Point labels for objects
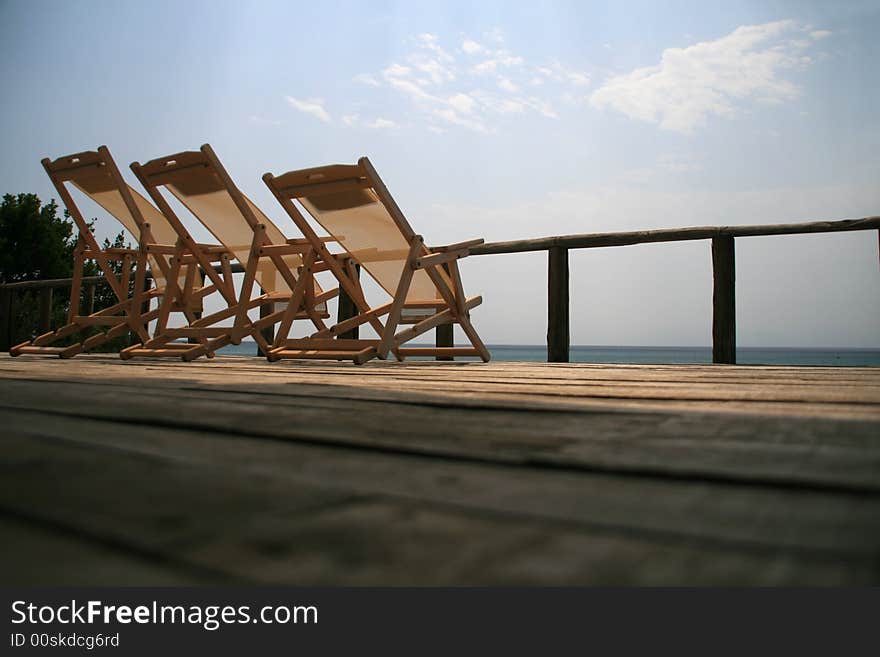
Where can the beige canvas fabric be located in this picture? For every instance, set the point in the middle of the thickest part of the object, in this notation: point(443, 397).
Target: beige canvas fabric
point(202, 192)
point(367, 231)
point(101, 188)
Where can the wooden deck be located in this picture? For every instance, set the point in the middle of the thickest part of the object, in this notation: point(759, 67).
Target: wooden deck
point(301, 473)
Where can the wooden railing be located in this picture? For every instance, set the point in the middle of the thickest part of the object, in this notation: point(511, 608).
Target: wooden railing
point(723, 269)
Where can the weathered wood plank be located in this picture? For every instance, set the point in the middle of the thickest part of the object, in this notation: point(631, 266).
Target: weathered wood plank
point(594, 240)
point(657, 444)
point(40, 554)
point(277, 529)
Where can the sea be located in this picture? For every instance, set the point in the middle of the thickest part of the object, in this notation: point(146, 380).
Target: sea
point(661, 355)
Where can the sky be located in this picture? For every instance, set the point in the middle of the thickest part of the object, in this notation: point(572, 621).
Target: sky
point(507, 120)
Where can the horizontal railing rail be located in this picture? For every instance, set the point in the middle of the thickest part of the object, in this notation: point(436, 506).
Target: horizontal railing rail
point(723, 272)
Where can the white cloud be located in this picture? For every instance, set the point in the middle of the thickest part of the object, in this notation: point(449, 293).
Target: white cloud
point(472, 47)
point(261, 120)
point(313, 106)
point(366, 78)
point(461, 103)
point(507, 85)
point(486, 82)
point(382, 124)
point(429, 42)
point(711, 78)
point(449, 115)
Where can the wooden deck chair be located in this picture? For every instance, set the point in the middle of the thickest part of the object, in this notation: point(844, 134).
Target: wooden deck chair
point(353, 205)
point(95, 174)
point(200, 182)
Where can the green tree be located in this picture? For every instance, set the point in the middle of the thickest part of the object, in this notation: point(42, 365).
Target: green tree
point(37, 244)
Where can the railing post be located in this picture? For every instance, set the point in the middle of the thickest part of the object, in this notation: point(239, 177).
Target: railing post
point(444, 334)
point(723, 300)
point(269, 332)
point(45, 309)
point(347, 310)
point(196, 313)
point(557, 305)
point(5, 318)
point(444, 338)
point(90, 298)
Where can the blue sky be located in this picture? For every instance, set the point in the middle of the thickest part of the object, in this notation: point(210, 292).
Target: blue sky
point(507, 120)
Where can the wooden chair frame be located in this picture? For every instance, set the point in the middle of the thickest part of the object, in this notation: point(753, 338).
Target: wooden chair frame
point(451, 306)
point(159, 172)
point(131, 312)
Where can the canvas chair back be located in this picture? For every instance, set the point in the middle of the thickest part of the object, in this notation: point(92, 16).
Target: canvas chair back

Given instruction >> Please copy out every line above word for word, leaving the pictures out of your answer.

Response >>
Where can the beige canvas fabric be located in this picture? For every instance, set the point in the middle of the thickest part of the object, in this notation: point(443, 397).
Target: beige canvas fabric
point(202, 192)
point(367, 231)
point(101, 188)
Where can the wooden deck be located in this picture? For every instance, set the point in the middle of the thickest part of the object, in this notation: point(759, 67).
Target: wooden deck
point(301, 473)
Where can the wooden railing be located in this picture? For every instance, set the point in the middle of the thickest part of the object, in this notation: point(511, 608).
Target: wooden railing
point(723, 269)
Where can the weathered wood plank be located in this picture? For every instance, set the point in the middle of the thickest part of the object, in this notation: point(631, 266).
Target: weathered wood plank
point(594, 240)
point(657, 444)
point(40, 554)
point(277, 529)
Where can the sea be located in this picture? For every instance, set the point in the middle of the thickest part of the object, in this notation: point(146, 380).
Target: sea
point(661, 355)
Where can the sky be located in this picture? For every instance, set the point in the middle of the thickest part of the object, in this notation: point(572, 621).
Target: sky
point(507, 120)
Where can the horizontal railing rail be located in this picture? For every instance, set the point in the middle of the thickest part of the object, in this notation: point(436, 506).
Target: horizontal railing rail
point(723, 272)
Where can the white cloud be located in this picture? For every instance, set the point in the middle of the thickest part of the object, in this notation: point(449, 293).
Target: white cloud
point(472, 47)
point(261, 120)
point(313, 106)
point(366, 78)
point(461, 103)
point(507, 85)
point(486, 82)
point(382, 124)
point(429, 42)
point(711, 78)
point(449, 115)
Where can the wooden deck chair be located in this picture? For every instance, set the point in the middle of the thickest part of the object, in this notation: point(844, 134).
Target: wooden deck chair
point(353, 205)
point(95, 174)
point(200, 182)
Where can the green tree be located in this picture? For every instance, set the point in the middle of the thickest part of the object, in this notation: point(42, 365).
Target: green tree
point(37, 244)
Where can the railing post be located in this picture? For every instance, set the point in the middle of the thickest part of the object, in this notation: point(239, 177).
Target: railing post
point(444, 334)
point(723, 300)
point(269, 332)
point(45, 309)
point(347, 310)
point(196, 313)
point(557, 305)
point(5, 318)
point(444, 338)
point(90, 298)
Where can the blue sky be located in this picture? For every instance, set the point in the middle of the thickest part of the object, in this notation: point(210, 292).
Target: blue sky
point(507, 120)
Where can the wooden chair frame be located in this picture? For every instance, set the point in the middle of the thickest part of the object, in this notation: point(753, 338).
Target: wooden chair frame
point(451, 306)
point(159, 172)
point(131, 312)
Where can the canvas chair back be located in this picture? For every instance, set the point in the middle of the thickest part of the object, in this notation: point(92, 16).
Target: canvas chair back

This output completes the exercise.